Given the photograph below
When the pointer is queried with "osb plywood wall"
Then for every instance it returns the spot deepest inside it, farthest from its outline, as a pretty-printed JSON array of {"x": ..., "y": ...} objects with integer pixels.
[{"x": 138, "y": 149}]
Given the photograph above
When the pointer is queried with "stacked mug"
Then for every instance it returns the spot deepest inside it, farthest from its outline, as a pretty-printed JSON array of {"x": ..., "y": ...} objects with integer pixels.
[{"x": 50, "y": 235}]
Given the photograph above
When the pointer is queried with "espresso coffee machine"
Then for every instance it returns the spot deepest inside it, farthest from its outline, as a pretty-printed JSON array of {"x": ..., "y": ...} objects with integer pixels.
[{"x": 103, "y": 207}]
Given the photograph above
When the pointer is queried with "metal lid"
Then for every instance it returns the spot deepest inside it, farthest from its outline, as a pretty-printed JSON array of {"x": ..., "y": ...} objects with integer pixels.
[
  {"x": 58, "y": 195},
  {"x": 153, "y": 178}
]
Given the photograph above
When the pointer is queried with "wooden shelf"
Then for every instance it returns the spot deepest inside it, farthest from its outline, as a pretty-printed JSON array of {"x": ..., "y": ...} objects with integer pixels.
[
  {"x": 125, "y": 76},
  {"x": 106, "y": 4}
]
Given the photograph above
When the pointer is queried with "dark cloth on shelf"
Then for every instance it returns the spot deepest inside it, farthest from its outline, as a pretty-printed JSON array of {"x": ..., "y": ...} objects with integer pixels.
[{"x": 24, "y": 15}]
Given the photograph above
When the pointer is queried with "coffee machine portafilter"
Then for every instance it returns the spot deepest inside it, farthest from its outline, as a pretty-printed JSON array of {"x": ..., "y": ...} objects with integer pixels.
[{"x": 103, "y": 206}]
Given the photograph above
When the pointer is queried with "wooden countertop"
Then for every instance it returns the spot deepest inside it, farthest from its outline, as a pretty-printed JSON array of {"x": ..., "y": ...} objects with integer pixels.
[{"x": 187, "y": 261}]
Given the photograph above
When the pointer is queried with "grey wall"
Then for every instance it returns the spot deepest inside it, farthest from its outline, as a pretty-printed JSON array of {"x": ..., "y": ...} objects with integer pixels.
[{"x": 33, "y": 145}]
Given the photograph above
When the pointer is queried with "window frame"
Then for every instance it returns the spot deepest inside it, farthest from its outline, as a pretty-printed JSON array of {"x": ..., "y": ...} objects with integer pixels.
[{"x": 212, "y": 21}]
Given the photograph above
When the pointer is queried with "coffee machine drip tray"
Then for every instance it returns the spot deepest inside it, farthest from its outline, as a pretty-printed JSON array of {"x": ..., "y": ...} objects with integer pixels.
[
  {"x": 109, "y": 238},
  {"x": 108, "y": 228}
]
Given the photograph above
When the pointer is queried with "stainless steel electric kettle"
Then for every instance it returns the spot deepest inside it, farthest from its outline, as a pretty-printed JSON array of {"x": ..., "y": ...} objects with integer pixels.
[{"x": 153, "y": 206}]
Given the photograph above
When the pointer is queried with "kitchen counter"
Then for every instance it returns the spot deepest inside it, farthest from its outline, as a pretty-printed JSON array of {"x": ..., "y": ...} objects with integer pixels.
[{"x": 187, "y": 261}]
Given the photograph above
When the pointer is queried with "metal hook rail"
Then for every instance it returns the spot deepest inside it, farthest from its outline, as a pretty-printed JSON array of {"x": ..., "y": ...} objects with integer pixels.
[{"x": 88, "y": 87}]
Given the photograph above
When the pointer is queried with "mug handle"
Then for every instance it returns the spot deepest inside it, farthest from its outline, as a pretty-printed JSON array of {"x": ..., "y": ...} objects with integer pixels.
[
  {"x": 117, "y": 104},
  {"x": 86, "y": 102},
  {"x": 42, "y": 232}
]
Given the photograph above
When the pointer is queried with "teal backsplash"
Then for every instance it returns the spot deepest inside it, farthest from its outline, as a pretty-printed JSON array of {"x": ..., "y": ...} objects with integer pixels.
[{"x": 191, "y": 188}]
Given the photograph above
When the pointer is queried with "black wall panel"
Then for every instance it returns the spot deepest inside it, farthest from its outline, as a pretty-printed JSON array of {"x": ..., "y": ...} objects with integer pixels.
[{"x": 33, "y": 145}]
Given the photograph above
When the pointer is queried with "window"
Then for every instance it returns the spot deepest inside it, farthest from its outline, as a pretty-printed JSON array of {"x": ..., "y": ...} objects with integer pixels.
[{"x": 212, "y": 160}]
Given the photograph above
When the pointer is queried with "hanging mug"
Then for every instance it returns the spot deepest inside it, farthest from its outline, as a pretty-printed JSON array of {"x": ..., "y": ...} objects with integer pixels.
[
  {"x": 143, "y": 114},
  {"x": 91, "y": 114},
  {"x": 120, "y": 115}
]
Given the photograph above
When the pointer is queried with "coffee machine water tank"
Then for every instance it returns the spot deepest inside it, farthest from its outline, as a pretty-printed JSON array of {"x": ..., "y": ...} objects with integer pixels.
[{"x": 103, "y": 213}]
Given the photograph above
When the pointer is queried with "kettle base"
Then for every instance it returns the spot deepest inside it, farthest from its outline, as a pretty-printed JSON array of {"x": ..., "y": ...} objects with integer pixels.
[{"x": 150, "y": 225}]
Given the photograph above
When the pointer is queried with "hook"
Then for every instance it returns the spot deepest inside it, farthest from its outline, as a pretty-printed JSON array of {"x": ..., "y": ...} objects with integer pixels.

- What to do:
Output the lines above verbatim and in full.

- Expected answer:
Given the photograph below
When the pointer is queried with "osb plywood wall"
Then for every instance it returns the spot deepest inside it, farthest from its outline, as a pretty-printed JSON array of {"x": ..., "y": ...} objects with integer pixels.
[{"x": 138, "y": 149}]
Given the photograph above
When the pointer is queried with "stacked mug"
Then for every instance it returns the spot deepest inside it, farthest from its outline, as a pretty-printed JSON array of {"x": ..., "y": ...} objects with integer pixels.
[{"x": 50, "y": 235}]
Given the photograph above
When the pointer is queried with "espresso coffee machine"
Then for every instance it returns the spot deepest inside it, farthest from its outline, as a pretty-printed JSON array of {"x": ..., "y": ...} objects with integer pixels.
[{"x": 103, "y": 207}]
Given the photograph above
When the pointer is queried with "metal lid"
Then for every instance it returns the spot deepest inside it, farthest from its outline, as a pretty-printed JSON array of {"x": ..., "y": ...} objects with integer pixels.
[
  {"x": 58, "y": 195},
  {"x": 153, "y": 178}
]
Given the photograph above
When the pointer is queried with "wooden shelf"
Then for every instance it returns the spot deepest inside it, farthest from its outline, as a pretty-printed JSON array of {"x": ..., "y": ...} objects with integer pixels.
[
  {"x": 125, "y": 76},
  {"x": 106, "y": 4}
]
Given the photograph above
When the pointer is queried with "dark cloth on shelf"
Then for every instance it returns the spot deepest inside it, farthest from its outline, as a pretty-printed JSON array of {"x": ..., "y": ...} objects with integer pixels.
[{"x": 24, "y": 15}]
Given the photograph above
When the pointer is queried with "coffee machine portafilter"
Then for every instance it returns the spot deepest inside it, farthest from its outline, as a pretty-printed JSON array of {"x": ..., "y": ...} objects with integer pixels.
[{"x": 103, "y": 206}]
Given the photograph above
When the pointer is queried with "wooden countertop"
Then for every instance it returns the spot deepest inside it, farthest from its outline, as a pretty-printed JSON array of {"x": ..., "y": ...} objects with integer pixels.
[{"x": 187, "y": 261}]
Given the photograph above
When the pointer is queried with "grey wall"
Then for every instance it returns the spot deepest inside it, farthest from its outline, as a pretty-printed JSON array of {"x": ..., "y": ...} objects with integer pixels.
[{"x": 33, "y": 145}]
Given the photograph above
When the pointer is queried with "window frame"
Then for every instance it returns the spot deepest inside it, farthest from its outline, as a pretty-printed JSON array of {"x": ..., "y": ...} objects with integer pixels.
[{"x": 212, "y": 21}]
Given the photograph above
When the pointer is queried with "coffee machine drip tray"
Then for every instance it returns the spot deepest inside it, farthest from its outline, as a pretty-printed JSON array of {"x": ..., "y": ...} objects with integer pixels.
[
  {"x": 109, "y": 238},
  {"x": 108, "y": 228}
]
Given the photograph above
When the pointer is queried with "stainless steel electric kettle"
Then for every instance it returns the spot deepest inside it, farthest from its outline, as a pretty-printed JSON array of {"x": ..., "y": ...} objects with integer pixels.
[{"x": 153, "y": 206}]
Given the photograph above
When the pointer is queried with "kitchen counter"
Then for every instance it returns the spot deepest inside it, farthest from its outline, as a pretty-printed JSON array of {"x": ..., "y": ...} objects with integer pixels.
[{"x": 187, "y": 261}]
Given the photograph above
When the pointer is queried with "metal hook rail"
Then for every instance it returns the spot deepest inside it, farthest from its outline, as a pretty-printed JSON array of {"x": ..., "y": ...} objects with integer pixels.
[{"x": 88, "y": 87}]
Given the photograph above
When the pointer is queried with "mug handle"
Then for every instance it returns the spot deepest inside it, farthest from its outline, as a pretty-printed JSON array of {"x": ..., "y": ...} objects with integer pixels.
[
  {"x": 117, "y": 104},
  {"x": 86, "y": 102},
  {"x": 42, "y": 232}
]
Given the photograph above
When the pointer is queried with "teal backsplash"
Then for every instance it returns the spot deepest inside it, farthest from its outline, as a pretty-printed JSON array of {"x": ..., "y": ...} objects with integer pixels.
[{"x": 191, "y": 188}]
Given the photograph above
When the pointer is queried with "black wall panel"
Then for every instance it returns the spot deepest inside it, farthest from its outline, as a pretty-printed JSON array of {"x": ..., "y": ...} objects with integer pixels.
[{"x": 33, "y": 145}]
Given the photograph above
When the pointer is queried with "window"
Then for every instance it returns the spot deepest inside it, farthest from its outline, as a pretty-printed JSON array of {"x": ..., "y": ...} objects with integer pixels.
[{"x": 212, "y": 160}]
Given the photograph above
When the pointer is queried with "hanging mug"
Then for every instance it returns the spot deepest inside it, farthest from its outline, as a pretty-printed JSON array of {"x": ..., "y": ...} objects with integer pixels.
[
  {"x": 143, "y": 114},
  {"x": 91, "y": 114},
  {"x": 120, "y": 115}
]
Given the photograph above
When the pointer is queried with "coffee machine water tank"
Then for every instance it returns the spot deepest inside it, farthest from its outline, as a pretty-printed JSON array of {"x": ..., "y": ...} objects with integer pixels.
[{"x": 103, "y": 213}]
Given the photograph above
When the pointer is queried with "kettle base"
Then for every instance it returns the spot deepest inside it, farthest from its outline, as a pretty-printed JSON array of {"x": ..., "y": ...} objects with integer pixels.
[{"x": 150, "y": 225}]
Given the photograph above
When the pointer is queried with "hook"
Then for every instance it returns the spot deepest inside it, farthest from its outline, as a pretty-printed JSON array of {"x": ..., "y": ...} objects with integer pixels.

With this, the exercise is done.